Object point labels:
========================

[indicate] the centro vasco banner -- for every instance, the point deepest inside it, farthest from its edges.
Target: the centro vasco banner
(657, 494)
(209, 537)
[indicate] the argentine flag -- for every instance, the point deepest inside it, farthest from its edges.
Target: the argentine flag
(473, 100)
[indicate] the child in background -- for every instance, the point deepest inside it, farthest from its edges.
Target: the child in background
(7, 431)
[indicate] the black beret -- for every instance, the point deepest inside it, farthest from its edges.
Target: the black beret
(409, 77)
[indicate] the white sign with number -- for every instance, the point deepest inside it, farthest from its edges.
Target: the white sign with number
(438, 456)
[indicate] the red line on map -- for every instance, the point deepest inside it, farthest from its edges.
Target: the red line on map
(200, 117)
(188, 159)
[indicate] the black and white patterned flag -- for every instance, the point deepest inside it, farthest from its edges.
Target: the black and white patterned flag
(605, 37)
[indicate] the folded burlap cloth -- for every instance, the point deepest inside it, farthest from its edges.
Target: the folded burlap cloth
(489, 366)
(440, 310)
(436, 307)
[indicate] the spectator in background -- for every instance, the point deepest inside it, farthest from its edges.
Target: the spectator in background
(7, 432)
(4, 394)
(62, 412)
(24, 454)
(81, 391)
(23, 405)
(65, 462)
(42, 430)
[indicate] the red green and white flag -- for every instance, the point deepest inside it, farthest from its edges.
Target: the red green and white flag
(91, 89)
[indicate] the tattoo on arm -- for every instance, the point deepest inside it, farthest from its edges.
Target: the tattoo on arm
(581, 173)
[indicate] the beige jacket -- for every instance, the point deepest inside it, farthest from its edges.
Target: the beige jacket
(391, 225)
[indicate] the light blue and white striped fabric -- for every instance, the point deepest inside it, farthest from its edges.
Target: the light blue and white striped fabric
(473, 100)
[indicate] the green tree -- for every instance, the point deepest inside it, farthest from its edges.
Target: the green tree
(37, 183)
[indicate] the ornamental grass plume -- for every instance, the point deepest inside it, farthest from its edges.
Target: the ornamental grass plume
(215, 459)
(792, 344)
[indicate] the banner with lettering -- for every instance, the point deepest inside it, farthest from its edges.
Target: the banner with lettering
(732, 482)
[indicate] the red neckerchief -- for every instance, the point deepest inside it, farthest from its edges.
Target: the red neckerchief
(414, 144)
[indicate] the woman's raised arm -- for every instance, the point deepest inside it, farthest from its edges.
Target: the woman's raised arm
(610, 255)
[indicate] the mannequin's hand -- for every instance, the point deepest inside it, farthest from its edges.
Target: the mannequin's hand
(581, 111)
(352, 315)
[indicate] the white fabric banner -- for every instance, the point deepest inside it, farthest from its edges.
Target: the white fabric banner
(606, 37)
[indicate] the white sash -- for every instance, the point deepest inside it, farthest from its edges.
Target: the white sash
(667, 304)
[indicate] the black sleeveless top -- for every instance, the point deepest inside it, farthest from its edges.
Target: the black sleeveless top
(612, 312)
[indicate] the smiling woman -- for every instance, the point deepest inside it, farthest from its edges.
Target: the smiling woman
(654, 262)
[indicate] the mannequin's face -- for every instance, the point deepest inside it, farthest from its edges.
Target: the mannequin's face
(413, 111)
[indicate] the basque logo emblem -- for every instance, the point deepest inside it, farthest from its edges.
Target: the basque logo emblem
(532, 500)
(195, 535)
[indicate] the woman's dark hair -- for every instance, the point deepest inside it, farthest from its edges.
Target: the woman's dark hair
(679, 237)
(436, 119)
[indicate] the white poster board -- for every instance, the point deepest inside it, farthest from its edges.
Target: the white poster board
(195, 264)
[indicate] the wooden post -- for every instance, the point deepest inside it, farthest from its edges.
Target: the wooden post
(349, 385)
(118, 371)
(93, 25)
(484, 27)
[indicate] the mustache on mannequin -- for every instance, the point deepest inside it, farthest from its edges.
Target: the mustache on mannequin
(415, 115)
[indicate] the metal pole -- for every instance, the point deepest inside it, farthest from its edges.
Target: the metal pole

========================

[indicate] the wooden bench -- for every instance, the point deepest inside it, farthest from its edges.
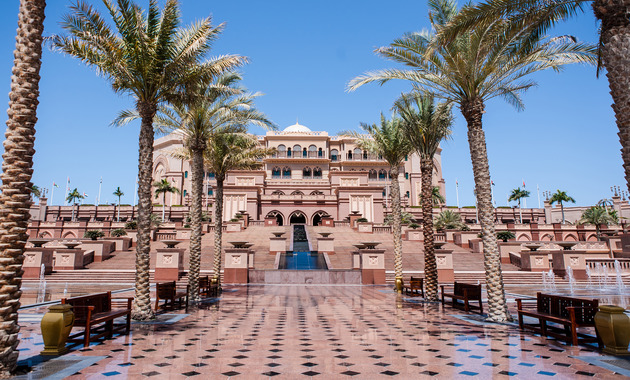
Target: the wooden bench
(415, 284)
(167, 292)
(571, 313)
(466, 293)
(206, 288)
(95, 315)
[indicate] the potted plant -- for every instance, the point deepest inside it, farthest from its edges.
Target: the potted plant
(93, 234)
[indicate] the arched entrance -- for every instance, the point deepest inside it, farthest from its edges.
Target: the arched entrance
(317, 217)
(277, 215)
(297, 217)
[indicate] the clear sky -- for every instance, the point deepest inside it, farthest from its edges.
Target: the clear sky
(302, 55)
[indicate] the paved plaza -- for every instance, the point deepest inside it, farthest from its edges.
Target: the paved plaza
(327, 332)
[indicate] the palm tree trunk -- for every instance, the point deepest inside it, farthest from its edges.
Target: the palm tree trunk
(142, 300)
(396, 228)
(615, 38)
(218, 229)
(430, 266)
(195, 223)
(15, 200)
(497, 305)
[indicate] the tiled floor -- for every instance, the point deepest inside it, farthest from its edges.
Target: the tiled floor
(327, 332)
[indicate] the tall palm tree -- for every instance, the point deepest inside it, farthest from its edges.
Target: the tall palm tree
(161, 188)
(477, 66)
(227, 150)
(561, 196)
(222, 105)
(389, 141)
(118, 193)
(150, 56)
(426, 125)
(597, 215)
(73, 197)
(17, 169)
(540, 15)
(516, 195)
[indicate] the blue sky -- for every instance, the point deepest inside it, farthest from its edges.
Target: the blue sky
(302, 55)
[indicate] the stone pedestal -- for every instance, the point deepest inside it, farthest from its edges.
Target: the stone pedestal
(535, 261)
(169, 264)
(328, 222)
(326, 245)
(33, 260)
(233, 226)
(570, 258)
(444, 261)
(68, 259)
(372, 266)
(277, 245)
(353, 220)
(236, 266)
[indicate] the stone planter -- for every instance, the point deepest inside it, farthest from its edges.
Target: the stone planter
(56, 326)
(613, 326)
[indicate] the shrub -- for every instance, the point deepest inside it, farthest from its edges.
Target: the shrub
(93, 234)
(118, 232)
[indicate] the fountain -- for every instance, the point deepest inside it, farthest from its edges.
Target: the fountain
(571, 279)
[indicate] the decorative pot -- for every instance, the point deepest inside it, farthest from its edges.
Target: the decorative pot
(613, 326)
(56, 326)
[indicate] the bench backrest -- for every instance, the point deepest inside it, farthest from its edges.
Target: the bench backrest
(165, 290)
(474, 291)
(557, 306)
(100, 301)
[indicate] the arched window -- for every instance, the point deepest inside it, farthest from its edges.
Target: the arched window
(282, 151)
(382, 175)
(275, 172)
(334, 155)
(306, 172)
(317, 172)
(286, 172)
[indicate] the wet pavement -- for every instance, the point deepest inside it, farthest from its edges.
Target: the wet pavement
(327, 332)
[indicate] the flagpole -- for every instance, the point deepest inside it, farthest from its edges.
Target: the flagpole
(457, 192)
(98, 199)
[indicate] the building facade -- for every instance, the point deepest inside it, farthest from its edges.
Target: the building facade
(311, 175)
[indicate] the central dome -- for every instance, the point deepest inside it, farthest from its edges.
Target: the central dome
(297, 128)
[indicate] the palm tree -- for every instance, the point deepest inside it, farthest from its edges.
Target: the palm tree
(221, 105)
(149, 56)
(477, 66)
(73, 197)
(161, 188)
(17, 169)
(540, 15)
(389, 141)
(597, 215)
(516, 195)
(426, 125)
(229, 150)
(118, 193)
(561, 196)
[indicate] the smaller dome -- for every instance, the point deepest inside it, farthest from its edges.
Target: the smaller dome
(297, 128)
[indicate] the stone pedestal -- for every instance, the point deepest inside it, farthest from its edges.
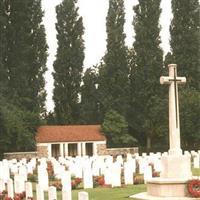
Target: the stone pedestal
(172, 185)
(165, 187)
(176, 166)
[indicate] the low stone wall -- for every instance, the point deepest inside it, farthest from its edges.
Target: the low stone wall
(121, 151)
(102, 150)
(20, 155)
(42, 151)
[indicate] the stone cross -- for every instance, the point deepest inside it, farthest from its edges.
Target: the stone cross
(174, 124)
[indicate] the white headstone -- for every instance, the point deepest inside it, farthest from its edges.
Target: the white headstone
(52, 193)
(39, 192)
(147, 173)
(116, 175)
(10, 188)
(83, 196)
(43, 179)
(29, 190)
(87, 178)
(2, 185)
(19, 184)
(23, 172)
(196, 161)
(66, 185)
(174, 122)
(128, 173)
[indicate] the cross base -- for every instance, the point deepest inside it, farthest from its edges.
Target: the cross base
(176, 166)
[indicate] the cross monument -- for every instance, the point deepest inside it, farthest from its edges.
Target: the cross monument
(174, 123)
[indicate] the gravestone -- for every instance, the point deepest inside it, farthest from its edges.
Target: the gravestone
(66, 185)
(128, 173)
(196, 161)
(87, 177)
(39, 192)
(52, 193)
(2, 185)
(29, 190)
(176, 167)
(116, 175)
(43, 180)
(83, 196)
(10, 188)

========================

▶ **PROBLEM**:
Please give again the data between the lines holding "[indicate] the woman's dark" and "Target: the metal pole", inclusive, substituting "timber post" for "wooden post" and keeping everything else unchanged.

▶ **REPLY**:
[indicate] the woman's dark hair -- for every instance, the point deepest inside it, farthest from its edges.
Target: the woman's dark hair
(679, 237)
(436, 119)
[indicate] the white poster board -- for every instance, the point deepest inside it, farthest from its edges.
Target: the white poster board
(195, 264)
[indicate] the timber post -- for every instance, the point deepest inside it, farthest from its edges.
Target: the timber post
(349, 385)
(118, 371)
(93, 25)
(484, 27)
[indicate] the mustache on mannequin -- for every instance, the point deepest inside it, farthest from its edges.
Target: the mustache on mannequin
(415, 115)
[indicate] the metal pole -- for every instance, the point deepest inside it, farthest from its edges.
Target: the metal pole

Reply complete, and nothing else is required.